◆ **WHAT TO PRODUCE**: The response should be a faithful copy of every record, with nothing left out.

--------

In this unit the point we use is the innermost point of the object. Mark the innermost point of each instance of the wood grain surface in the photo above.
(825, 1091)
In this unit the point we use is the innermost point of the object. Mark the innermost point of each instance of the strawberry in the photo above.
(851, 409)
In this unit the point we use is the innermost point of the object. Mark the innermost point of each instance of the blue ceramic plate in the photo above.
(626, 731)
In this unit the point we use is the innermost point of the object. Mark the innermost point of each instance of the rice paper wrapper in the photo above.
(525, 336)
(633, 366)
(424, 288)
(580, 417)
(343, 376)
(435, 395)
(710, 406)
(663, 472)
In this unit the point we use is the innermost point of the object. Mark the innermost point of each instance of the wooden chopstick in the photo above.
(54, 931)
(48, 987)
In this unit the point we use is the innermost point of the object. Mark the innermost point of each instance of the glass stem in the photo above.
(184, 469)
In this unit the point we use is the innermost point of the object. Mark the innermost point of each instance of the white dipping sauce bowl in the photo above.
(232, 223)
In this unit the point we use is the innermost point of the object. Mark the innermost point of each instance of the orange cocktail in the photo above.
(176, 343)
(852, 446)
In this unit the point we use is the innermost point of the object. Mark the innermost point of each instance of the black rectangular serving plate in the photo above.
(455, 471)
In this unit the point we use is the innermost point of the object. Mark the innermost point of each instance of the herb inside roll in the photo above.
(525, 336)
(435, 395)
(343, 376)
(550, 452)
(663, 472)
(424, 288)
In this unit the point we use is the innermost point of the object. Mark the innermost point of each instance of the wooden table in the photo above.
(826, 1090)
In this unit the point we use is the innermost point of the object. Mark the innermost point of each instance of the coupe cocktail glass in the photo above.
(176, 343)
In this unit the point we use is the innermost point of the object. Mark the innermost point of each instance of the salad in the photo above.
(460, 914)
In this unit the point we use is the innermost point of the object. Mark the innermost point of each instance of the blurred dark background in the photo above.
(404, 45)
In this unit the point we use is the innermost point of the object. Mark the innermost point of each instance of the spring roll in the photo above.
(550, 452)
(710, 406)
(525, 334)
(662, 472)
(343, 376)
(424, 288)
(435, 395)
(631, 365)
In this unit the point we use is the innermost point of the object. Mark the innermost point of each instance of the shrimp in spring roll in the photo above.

--------

◆ **SOLUTION TO THIS TASK**:
In this unit the point we use is the innermost point of the object. Mark the innermost point of each instance of the wood grain surface in the photo above.
(825, 1091)
In this unit the point we use is the innermost point of the object. Mark the innermost point of each instance of the strawberry in the photo above.
(851, 409)
In this unit the point we use is the innermost point of the object. Mark the innermost point of each instance of the blue ceramic plate in the photo above.
(626, 731)
In this unit the point we use is the innermost point of the object. Mark the innermost point of each instance of the rice paper wrapper in the photo above.
(525, 336)
(633, 366)
(424, 288)
(580, 417)
(343, 376)
(435, 395)
(710, 406)
(663, 472)
In this unit the point we use is the innermost point of the object. Mark the innermost point of each instance of the wooden chopstick in the photo above.
(54, 931)
(48, 987)
In this unit the point we use is the innermost point of the object. Mark the innermost point of each instance of the glass stem in the photo above.
(184, 469)
In this unit the point we use is the innermost point of the object. Mark the innermost point of each instance of the white dipping sauce bowl in the photo above.
(232, 223)
In this unit the point we use is the innermost point of the object. Mark the innermost point of each instance of the orange cocktail in the photo above.
(176, 343)
(852, 446)
In this unit the point we use is the innermost point of the object. Mark the innermost point of each instance of the black rectangular serving plate in the photo above.
(455, 471)
In this unit the point we use is the innermost point of the object. Mark the innermost point of each instance of the herb inside roll in the photo above.
(525, 336)
(435, 395)
(343, 376)
(550, 452)
(663, 472)
(424, 288)
In this unit the point we use is the innermost point of the object. Mark the innermost point of each instance of the wooden table in the photo above.
(826, 1090)
In this unit the point we use is the innermost point of the object. Mark the innermost point of each instance of the coupe cocktail glass in the photo above.
(176, 343)
In this unit the point we use is the innermost point of the object. Mark the innermost point of each instance of the salad in the photo above.
(460, 914)
In this unit the point we use is the innermost point of the object. Mark the innermost point of each instance of the blurred dark background in the photo above.
(404, 45)
In this unit the point we use is the innermost point of the object. Mark the innermost point of each instance of the spring roll in the photo above.
(550, 452)
(710, 406)
(525, 334)
(662, 472)
(343, 376)
(424, 288)
(435, 395)
(631, 365)
In this unit the point we use is the innermost point of the object. Mark the innermost point of each instance of the shrimp in spring roll in the photo above.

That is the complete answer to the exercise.